**SELECTED PASSAGE:**
This is my summary and analysis of an article written by Robert Goffee and Gareth Jones that appeared in Harvard Business Review (September-October, 2000)
Goffee and Jones assert that no-one can just copy another leader’s style and expect to be successful. The challenge for leaders is for them ‘to be themselves, but with more skill.’ They believe that this can be done being aware of the four leadership qualities that they describe and by manipulating them into a personal style that works for you.
The writers agree that vision, energy, authority and strategic direction are important but they purport to have discovered that inspirational leaders share four unexpected qualities. You may find yourself in a top position without these qualities, but the writers claim that few people will want to be led by you. An analysis of each of those qualities in the context of the Kouzes and Posner’s Characteristics of Admired Leaders follows below.
Inspirational leaders selectively show their weaknesses.
The writers claim that exposing a weakness establishes trust and helps get people on board. The number one characteristic of admired leaders according to Kouzes and Posner is honesty. Exposing a weakness is a significant show of honesty.
It also builds solidarity between followers and leaders. The story the writers used to underscore this point revolved around a leader that showed courage in giving a major presentation despite a medical condition that caused him to shake uncontrollably. Courageous appears on Kouzes and Posner’s list at number 13 as does Inspiring (number 4) – the presentation ended with a standing ovation.
Interestingly, the writers note that revealing a weakness can offer you protection as a leader in that it is an alternative to people making a weakness up for you. It can also divert attention from a major weakness. However, a leader must be careful to be selective in the weaknesses that they show (even revealing a weakness that many would consider a strength). The weakness cannot be a ‘fatal flaw’ that undermines important aspects of your professional role and the weakness or vulnerability must be perceived as genuine or he or she will not gain anyone’s support this way.
Inspirational leaders rely heavily on intuition to gauge the appropriate timing and course of their actions.

**WORK ORDER:** Set down everything in the leadership summary from "Interestingly, the writers" down to "of their actions.", word for word. The items have a separate origin from the leadership summary.

Point-per-instance localization data:

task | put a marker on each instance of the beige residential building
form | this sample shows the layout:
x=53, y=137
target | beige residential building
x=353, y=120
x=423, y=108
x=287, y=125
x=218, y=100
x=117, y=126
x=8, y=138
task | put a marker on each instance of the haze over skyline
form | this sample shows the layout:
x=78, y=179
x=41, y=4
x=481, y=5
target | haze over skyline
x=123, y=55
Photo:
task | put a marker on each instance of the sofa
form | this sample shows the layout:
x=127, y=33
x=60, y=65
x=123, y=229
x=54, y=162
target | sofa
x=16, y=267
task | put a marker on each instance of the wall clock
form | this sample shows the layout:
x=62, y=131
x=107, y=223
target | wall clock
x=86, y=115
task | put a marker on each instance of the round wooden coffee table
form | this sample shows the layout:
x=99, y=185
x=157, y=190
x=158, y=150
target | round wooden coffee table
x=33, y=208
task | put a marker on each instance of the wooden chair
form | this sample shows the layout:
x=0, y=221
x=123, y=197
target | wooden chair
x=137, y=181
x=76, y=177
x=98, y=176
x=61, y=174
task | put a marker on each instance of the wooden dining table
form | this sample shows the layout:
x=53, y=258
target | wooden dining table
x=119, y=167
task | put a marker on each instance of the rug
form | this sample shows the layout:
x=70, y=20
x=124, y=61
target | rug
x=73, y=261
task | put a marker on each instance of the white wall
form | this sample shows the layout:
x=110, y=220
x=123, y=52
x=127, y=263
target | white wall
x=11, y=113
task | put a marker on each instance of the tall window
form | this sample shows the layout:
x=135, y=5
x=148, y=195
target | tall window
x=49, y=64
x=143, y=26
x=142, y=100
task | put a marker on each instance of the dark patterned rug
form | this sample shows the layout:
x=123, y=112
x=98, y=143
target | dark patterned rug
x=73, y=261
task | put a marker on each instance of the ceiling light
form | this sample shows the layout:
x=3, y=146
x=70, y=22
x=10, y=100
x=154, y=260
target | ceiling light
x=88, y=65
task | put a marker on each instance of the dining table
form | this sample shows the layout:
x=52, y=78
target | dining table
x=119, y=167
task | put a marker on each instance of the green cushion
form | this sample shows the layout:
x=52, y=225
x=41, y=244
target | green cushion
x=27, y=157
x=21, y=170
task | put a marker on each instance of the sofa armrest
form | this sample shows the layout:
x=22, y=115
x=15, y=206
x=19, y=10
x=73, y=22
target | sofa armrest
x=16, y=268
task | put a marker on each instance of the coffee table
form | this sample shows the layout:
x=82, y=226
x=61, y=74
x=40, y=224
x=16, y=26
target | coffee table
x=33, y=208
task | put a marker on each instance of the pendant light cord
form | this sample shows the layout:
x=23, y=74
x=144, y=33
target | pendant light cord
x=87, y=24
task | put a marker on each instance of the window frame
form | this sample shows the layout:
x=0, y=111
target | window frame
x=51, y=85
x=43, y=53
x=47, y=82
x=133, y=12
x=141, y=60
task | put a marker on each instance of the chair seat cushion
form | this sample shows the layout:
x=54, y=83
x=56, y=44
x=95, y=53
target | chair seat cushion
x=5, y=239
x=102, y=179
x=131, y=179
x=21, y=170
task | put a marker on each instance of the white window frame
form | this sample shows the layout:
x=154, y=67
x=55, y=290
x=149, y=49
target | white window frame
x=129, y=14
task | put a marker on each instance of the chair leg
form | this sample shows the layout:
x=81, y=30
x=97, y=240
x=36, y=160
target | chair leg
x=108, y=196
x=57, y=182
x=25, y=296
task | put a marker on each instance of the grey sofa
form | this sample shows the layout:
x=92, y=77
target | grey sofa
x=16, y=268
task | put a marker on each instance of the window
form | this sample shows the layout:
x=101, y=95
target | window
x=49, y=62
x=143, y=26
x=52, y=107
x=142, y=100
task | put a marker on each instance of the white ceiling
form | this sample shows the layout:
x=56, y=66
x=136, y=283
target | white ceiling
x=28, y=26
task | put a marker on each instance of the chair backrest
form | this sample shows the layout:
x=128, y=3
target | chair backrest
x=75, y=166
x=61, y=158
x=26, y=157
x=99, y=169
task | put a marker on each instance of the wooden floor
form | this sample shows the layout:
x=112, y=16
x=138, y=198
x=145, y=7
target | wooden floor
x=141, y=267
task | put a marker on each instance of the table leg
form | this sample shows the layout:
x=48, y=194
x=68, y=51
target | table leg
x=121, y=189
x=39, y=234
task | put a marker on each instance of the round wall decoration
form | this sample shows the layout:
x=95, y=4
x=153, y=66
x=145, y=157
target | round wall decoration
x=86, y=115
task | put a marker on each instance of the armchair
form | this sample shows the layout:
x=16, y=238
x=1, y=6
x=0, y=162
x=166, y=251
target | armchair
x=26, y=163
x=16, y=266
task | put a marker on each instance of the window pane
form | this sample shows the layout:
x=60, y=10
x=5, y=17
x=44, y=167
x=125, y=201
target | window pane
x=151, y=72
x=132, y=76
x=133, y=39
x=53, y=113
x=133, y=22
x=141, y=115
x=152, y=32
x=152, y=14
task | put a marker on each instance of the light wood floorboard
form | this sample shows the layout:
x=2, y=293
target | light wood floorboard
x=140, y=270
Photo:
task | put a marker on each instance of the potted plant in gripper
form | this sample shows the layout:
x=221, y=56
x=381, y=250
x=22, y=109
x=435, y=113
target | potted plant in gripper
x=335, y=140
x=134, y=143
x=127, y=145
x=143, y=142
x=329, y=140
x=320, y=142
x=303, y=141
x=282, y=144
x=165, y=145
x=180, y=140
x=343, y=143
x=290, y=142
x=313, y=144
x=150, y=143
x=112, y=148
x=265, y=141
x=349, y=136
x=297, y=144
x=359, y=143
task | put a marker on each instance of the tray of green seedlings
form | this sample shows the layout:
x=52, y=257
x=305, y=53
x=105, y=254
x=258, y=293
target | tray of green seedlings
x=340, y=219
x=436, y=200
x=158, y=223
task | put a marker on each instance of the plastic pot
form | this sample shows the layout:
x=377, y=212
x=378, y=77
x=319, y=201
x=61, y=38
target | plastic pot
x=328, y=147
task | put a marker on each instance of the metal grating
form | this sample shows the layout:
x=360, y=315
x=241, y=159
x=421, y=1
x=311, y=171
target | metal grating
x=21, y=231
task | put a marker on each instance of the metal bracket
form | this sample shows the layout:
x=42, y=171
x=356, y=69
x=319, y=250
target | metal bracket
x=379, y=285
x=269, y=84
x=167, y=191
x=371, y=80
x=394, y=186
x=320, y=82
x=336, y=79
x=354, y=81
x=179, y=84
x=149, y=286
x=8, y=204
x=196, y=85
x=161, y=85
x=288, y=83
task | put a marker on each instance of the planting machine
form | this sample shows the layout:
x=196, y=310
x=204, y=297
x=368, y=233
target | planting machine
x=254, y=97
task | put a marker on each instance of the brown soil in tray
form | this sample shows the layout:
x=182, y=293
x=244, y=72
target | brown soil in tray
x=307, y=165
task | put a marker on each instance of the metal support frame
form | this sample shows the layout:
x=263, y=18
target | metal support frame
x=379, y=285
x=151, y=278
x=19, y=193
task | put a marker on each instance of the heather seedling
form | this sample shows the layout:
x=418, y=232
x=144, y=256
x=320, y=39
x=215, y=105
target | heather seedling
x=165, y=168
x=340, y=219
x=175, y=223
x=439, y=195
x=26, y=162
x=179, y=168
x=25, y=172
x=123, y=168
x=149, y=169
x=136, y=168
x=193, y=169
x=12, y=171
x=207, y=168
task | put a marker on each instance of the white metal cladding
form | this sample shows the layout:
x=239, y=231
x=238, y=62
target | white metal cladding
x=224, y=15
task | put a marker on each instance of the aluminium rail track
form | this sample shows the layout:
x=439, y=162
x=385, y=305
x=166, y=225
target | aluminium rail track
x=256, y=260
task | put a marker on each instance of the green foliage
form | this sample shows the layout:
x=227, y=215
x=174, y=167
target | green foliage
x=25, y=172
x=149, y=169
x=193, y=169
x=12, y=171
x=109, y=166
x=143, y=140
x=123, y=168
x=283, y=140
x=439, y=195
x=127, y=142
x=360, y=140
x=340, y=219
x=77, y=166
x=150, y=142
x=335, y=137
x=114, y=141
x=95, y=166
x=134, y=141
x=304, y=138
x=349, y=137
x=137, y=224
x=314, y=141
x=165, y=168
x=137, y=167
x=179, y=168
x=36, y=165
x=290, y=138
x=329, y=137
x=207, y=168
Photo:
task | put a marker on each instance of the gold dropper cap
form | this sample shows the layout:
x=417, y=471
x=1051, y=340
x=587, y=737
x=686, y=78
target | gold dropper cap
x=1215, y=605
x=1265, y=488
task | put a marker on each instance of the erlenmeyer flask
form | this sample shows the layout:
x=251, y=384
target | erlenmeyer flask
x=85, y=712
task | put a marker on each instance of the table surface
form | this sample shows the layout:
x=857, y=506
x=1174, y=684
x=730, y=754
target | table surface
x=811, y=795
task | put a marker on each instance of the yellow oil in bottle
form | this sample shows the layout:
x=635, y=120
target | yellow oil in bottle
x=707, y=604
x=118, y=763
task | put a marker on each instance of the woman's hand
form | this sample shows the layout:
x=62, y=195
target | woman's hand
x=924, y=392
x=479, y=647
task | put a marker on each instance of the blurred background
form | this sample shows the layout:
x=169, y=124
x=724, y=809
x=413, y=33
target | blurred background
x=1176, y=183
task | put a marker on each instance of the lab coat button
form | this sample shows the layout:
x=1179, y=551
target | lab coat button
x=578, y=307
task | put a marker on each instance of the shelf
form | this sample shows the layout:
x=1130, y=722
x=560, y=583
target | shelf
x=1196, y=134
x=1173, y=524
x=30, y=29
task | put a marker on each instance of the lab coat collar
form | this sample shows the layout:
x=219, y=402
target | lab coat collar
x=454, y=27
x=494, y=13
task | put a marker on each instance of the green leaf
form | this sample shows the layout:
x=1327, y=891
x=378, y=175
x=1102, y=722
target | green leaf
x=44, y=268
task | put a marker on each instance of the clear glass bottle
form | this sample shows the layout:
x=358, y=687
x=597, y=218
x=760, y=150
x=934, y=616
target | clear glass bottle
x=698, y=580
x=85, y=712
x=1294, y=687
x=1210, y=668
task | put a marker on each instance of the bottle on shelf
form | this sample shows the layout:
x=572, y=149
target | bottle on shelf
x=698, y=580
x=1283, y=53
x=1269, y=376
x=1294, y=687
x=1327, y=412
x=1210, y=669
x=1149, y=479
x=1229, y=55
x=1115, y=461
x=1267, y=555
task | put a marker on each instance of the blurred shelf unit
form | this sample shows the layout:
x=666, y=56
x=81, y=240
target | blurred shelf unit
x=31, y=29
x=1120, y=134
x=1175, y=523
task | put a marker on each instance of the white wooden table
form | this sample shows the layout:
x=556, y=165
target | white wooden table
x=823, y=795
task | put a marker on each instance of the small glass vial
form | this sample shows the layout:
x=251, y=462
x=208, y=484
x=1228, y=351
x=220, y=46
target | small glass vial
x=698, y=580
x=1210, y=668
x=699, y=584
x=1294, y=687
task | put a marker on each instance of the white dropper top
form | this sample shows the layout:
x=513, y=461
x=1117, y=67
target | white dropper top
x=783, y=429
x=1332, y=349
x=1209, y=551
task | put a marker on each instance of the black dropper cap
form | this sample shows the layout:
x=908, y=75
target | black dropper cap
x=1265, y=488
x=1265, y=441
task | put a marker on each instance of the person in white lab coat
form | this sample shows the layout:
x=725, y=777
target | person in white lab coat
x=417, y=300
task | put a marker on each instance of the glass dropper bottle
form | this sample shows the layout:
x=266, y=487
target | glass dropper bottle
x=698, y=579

**PROBLEM SOLUTION:**
Interestingly, the writers note that revealing a weakness can offer you protection as a leader in that it is an alternative to people making a weakness up for you. It can also divert attention from a major weakness. However, a leader must be careful to be selective in the weaknesses that they show (even revealing a weakness that many would consider a strength). The weakness cannot be a ‘fatal flaw’ that undermines important aspects of your professional role and the weakness or vulnerability must be perceived as genuine or he or she will not gain anyone’s support this way.
Inspirational leaders rely heavily on intuition to gauge the appropriate timing and course of their actions.